> WRITTEN PROBLEM: Rewrite the records from the line containing "Target: wet brown fur" through the end of the records, both ends included, requests and all, and nothing else. Multiply every point coordinate in the answers by 2.35 and round it to a whole number, with halves rounding up.

> ENTRIES:
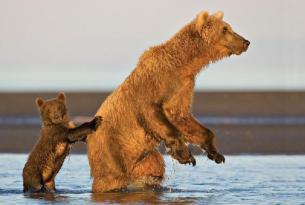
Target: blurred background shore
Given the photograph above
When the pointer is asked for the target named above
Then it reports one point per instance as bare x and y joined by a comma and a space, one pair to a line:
244, 122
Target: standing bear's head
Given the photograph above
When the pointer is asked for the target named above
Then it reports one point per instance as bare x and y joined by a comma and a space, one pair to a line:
218, 35
53, 111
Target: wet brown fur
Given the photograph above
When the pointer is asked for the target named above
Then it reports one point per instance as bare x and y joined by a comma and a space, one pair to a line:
56, 137
153, 104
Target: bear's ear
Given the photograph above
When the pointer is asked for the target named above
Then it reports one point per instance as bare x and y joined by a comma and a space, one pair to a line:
201, 19
218, 15
61, 96
39, 102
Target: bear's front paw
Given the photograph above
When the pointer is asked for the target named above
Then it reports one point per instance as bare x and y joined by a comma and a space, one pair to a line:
182, 154
218, 158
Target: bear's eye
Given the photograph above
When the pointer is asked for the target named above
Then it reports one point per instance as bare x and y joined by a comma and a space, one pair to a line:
225, 29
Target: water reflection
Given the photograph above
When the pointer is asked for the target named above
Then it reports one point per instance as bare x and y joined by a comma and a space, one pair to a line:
46, 196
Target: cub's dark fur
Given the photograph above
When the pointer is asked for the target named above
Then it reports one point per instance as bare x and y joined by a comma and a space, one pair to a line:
54, 144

> RESPONSE:
Target: wet brown fur
Given the photograph above
When the pointer is asked for the target named above
Then it reports one point per instance as bare x and y joined by a comma and a space, one pair to a line:
132, 322
360, 244
Target: bear's ear
Given the photograph above
When the pointer is asked for the target named above
Then it reports one point per instance as bare x and y joined by a comma and a space, one pair to a line:
472, 45
512, 35
143, 226
92, 240
Target: bear's front paw
Given the photograph above
When the pointer is asked for the target named above
Then it reports one point per instance as bare x and y joined by a comma and a space, one pair to a line:
428, 362
512, 371
Target: bear's eye
Given the photograph above
When the pointer is asked for the target named above
Then it reports one point per instance as bare x and y joined by a comma and a space, one pair to a line:
529, 68
Target: water reflection
Given the photograph above
When the pointer is asked for the target named above
Then it reports one point per instance as bare x and y joined by a comma and a space, one pair to a line:
108, 461
Target: cub's dark fur
Given the photograph above
When the pointer is asked for the target named above
Then it reports one point per instance as bare x and y joined by a comma and a space, one pair to a line:
127, 338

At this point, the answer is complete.